§ BRIEF:
Rewrite the lines below, changing every "wrist camera" to "head camera" and leaving all other text as it is. Omit the pictures from your answer.

+++ RECORDED DATA +++

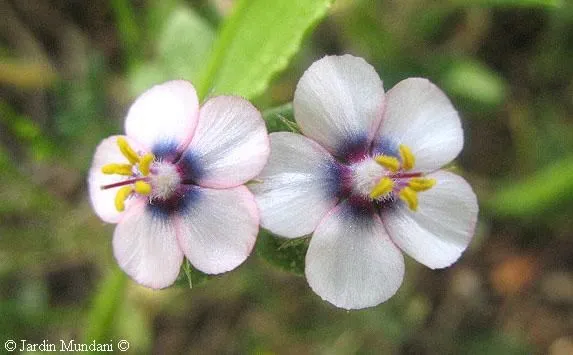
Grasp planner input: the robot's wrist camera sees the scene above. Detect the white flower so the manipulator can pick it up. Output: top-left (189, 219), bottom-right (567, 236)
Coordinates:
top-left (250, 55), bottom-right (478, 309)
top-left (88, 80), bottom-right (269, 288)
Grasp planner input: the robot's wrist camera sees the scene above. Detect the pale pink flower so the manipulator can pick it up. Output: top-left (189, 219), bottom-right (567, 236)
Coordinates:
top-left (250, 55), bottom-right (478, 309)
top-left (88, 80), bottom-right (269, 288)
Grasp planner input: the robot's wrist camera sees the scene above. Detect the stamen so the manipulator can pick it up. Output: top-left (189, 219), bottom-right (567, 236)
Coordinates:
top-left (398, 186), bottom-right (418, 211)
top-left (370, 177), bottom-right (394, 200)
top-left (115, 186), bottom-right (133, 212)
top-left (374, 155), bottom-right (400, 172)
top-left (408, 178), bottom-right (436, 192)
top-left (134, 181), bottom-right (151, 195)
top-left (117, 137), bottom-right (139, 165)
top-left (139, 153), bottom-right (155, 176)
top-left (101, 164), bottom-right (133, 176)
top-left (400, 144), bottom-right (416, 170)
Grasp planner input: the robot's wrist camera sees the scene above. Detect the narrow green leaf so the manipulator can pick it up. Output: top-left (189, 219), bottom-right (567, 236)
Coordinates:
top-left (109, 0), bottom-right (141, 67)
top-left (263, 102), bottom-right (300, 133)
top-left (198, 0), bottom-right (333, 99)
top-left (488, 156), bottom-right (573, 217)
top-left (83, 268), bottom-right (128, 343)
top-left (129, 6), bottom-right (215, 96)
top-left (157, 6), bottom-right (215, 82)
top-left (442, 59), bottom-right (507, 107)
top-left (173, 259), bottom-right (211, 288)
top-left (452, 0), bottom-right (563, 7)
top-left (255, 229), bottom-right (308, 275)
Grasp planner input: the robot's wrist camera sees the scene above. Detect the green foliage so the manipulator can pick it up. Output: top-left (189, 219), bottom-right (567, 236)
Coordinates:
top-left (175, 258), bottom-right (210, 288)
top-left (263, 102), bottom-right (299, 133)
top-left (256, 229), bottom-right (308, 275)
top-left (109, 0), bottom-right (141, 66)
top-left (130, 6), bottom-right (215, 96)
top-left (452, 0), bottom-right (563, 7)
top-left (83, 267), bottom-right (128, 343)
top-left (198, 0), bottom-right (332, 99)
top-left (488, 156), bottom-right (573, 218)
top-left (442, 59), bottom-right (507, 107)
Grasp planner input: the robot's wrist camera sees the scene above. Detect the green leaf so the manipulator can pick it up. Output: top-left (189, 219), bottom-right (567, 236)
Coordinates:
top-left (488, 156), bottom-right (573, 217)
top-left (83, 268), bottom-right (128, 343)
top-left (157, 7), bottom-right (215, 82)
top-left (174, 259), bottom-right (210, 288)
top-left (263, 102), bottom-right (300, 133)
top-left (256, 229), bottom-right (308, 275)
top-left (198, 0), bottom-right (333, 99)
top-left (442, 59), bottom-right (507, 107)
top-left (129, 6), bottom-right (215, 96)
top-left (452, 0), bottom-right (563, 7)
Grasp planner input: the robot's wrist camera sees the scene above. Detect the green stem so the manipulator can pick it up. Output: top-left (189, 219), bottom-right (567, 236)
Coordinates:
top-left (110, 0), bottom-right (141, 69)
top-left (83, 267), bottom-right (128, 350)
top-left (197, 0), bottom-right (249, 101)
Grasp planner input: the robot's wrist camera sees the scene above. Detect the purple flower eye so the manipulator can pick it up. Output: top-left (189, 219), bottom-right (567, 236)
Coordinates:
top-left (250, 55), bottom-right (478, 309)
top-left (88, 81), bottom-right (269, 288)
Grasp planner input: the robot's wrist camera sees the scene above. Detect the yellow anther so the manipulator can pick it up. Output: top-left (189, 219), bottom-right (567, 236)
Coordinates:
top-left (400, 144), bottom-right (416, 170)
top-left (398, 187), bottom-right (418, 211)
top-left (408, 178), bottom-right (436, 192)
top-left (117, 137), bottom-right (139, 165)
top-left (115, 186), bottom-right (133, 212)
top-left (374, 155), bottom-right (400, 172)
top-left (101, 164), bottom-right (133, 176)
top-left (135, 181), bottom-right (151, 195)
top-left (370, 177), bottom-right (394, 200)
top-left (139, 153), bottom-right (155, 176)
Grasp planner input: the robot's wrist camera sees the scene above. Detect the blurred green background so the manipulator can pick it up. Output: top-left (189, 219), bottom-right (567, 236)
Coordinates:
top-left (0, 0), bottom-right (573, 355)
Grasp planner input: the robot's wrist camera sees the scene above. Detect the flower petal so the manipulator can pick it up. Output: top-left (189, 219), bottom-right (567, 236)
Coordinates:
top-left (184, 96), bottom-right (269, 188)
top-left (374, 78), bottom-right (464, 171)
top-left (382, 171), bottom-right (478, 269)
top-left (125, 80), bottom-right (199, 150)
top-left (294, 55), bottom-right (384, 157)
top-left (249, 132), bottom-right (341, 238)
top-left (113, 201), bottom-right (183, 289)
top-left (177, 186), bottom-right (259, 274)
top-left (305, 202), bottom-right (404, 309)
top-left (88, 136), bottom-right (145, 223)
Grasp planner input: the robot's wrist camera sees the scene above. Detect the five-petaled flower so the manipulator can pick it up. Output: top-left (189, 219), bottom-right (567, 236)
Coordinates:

+++

§ RESULT OF THE TASK:
Grasp planner input: the robot's head camera sees the scene above. Detect the white flower so the manipulator can pick it up. Output: top-left (189, 219), bottom-right (567, 236)
Coordinates:
top-left (250, 55), bottom-right (478, 309)
top-left (88, 80), bottom-right (269, 288)
Grasp planner input: the robot's head camera sees the scene above. Detect the pale pink flower so the manipulator can pick it up. Output: top-left (189, 219), bottom-right (567, 236)
Coordinates:
top-left (250, 55), bottom-right (478, 309)
top-left (88, 80), bottom-right (269, 288)
Grasp planner input: the robot's head camera sees the scene above. Detect the stamen so the manipulator can pick it up. Output: top-left (189, 219), bottom-right (567, 236)
Coordinates:
top-left (398, 186), bottom-right (418, 211)
top-left (370, 177), bottom-right (394, 200)
top-left (115, 186), bottom-right (133, 212)
top-left (374, 155), bottom-right (400, 172)
top-left (408, 178), bottom-right (436, 192)
top-left (134, 181), bottom-right (151, 195)
top-left (117, 137), bottom-right (139, 165)
top-left (139, 153), bottom-right (155, 176)
top-left (101, 164), bottom-right (133, 176)
top-left (400, 144), bottom-right (416, 170)
Grasp planner input: the robot's head camera sees the scene above. Detect the narrow green leaf so the manipulator can pick it up. Output: top-left (189, 219), bottom-right (567, 236)
Coordinates:
top-left (109, 0), bottom-right (141, 67)
top-left (263, 102), bottom-right (300, 133)
top-left (198, 0), bottom-right (333, 99)
top-left (488, 156), bottom-right (573, 217)
top-left (83, 268), bottom-right (128, 343)
top-left (129, 6), bottom-right (215, 96)
top-left (157, 6), bottom-right (215, 82)
top-left (442, 59), bottom-right (507, 107)
top-left (173, 259), bottom-right (211, 288)
top-left (452, 0), bottom-right (563, 7)
top-left (255, 229), bottom-right (308, 275)
Grasp planner input: the robot's head camera sees the scene above. Detect the green foliage so the manipulator can pick it up. Output: top-left (189, 219), bottom-right (567, 236)
Coordinates:
top-left (175, 258), bottom-right (210, 288)
top-left (263, 102), bottom-right (299, 133)
top-left (256, 229), bottom-right (308, 275)
top-left (109, 0), bottom-right (141, 66)
top-left (130, 6), bottom-right (215, 96)
top-left (452, 0), bottom-right (563, 7)
top-left (83, 267), bottom-right (128, 343)
top-left (198, 0), bottom-right (332, 99)
top-left (488, 156), bottom-right (573, 218)
top-left (442, 59), bottom-right (507, 107)
Grasp planner input: the robot's head camera sees the scene above. Detect the green leaf so the manipulator can pick it up. Output: top-left (189, 219), bottom-right (567, 236)
Coordinates:
top-left (488, 156), bottom-right (573, 217)
top-left (83, 268), bottom-right (128, 343)
top-left (157, 7), bottom-right (215, 82)
top-left (174, 259), bottom-right (210, 288)
top-left (263, 102), bottom-right (300, 133)
top-left (256, 229), bottom-right (308, 275)
top-left (198, 0), bottom-right (333, 99)
top-left (442, 59), bottom-right (507, 107)
top-left (129, 6), bottom-right (215, 96)
top-left (452, 0), bottom-right (563, 7)
Grasp planner input: the robot's head camera sees the scene above. Detect the green stem so the manipulator can pick it up. Output: top-left (189, 219), bottom-right (567, 236)
Coordinates:
top-left (110, 0), bottom-right (141, 69)
top-left (83, 267), bottom-right (128, 350)
top-left (197, 0), bottom-right (249, 101)
Grasp planner input: the robot's head camera sees the scene above. Detect the purple flower eye so the manipulator can pick it up. Output: top-left (189, 219), bottom-right (567, 236)
Coordinates:
top-left (250, 55), bottom-right (478, 309)
top-left (88, 81), bottom-right (269, 288)
Grasp planner input: the robot's head camera sees the scene above. Detect the yellow anther so the manipulator can pick it up. Output: top-left (189, 219), bottom-right (567, 236)
Coordinates:
top-left (400, 144), bottom-right (416, 170)
top-left (398, 187), bottom-right (418, 211)
top-left (408, 178), bottom-right (436, 192)
top-left (117, 137), bottom-right (139, 165)
top-left (115, 186), bottom-right (133, 212)
top-left (374, 155), bottom-right (400, 172)
top-left (101, 164), bottom-right (133, 176)
top-left (135, 181), bottom-right (151, 195)
top-left (370, 177), bottom-right (394, 200)
top-left (139, 153), bottom-right (155, 176)
Grasp planner input: the robot's head camera sees the scene above. Detect the blurred green background so the manipulator can pick it up. Output: top-left (189, 219), bottom-right (567, 236)
Coordinates:
top-left (0, 0), bottom-right (573, 355)
Grasp planner input: the robot's head camera sees the scene above. Detect the flower petal so the manipulator can pick it up. Output: top-left (189, 219), bottom-right (567, 236)
Coordinates:
top-left (184, 96), bottom-right (269, 188)
top-left (374, 78), bottom-right (464, 171)
top-left (382, 171), bottom-right (478, 269)
top-left (125, 80), bottom-right (199, 150)
top-left (294, 55), bottom-right (384, 157)
top-left (249, 132), bottom-right (341, 238)
top-left (113, 201), bottom-right (183, 289)
top-left (177, 186), bottom-right (259, 274)
top-left (305, 202), bottom-right (404, 309)
top-left (88, 136), bottom-right (145, 223)
Grasp planner input: the robot's head camera sees the scene above. Detect the five-petaled flower so the manipulator can pick it up. Output: top-left (189, 219), bottom-right (567, 236)
Coordinates:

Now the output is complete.